- What is required
Each and every line below goes into your answer unchanged, but leave out the images.

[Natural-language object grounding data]
[Start of Attachment]

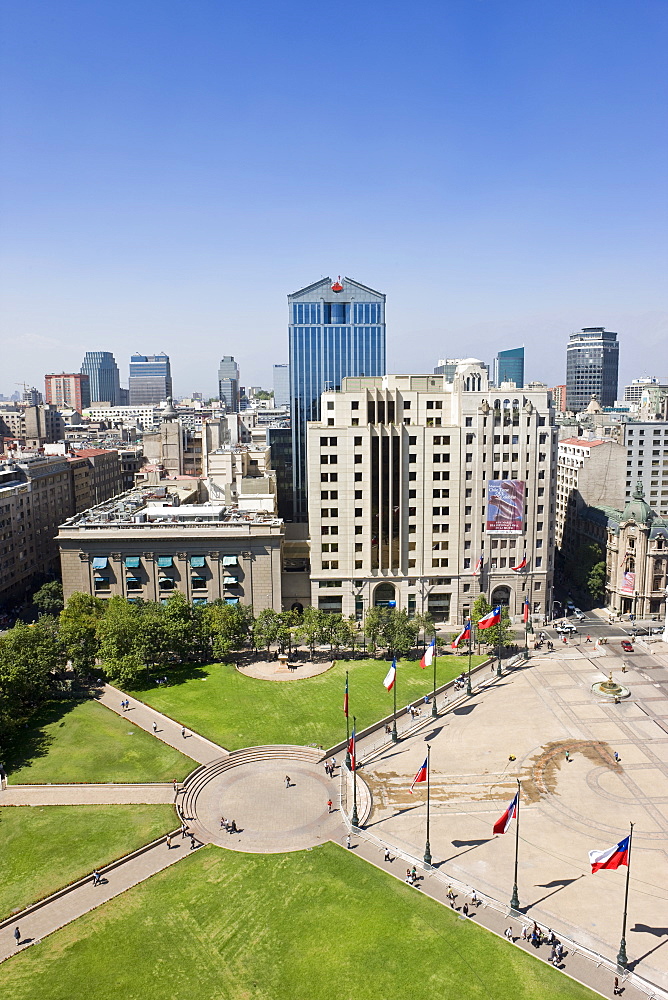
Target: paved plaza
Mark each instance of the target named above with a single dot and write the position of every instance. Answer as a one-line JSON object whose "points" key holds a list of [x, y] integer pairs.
{"points": [[534, 714]]}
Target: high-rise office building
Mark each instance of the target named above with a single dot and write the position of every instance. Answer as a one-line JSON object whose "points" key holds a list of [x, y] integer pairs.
{"points": [[68, 390], [150, 379], [281, 385], [103, 375], [336, 329], [509, 367], [592, 359], [228, 383], [425, 493]]}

[End of Attachment]

- Output below
Target: paved plaza
Mark each instance of the target named above with a single dot and write the position of every instance. Answer as a one-line JSON object whose "points" key holds a list of [x, y] integer pairs.
{"points": [[534, 714]]}
Target: high-rise office building
Mark each instance of the target named above with a single dot and write the position of every instance. Answer as a one-line JSON object whose "points" key holds a list of [x, y] integer pairs.
{"points": [[68, 390], [150, 379], [281, 385], [103, 375], [336, 329], [509, 367], [592, 359], [228, 383], [425, 493]]}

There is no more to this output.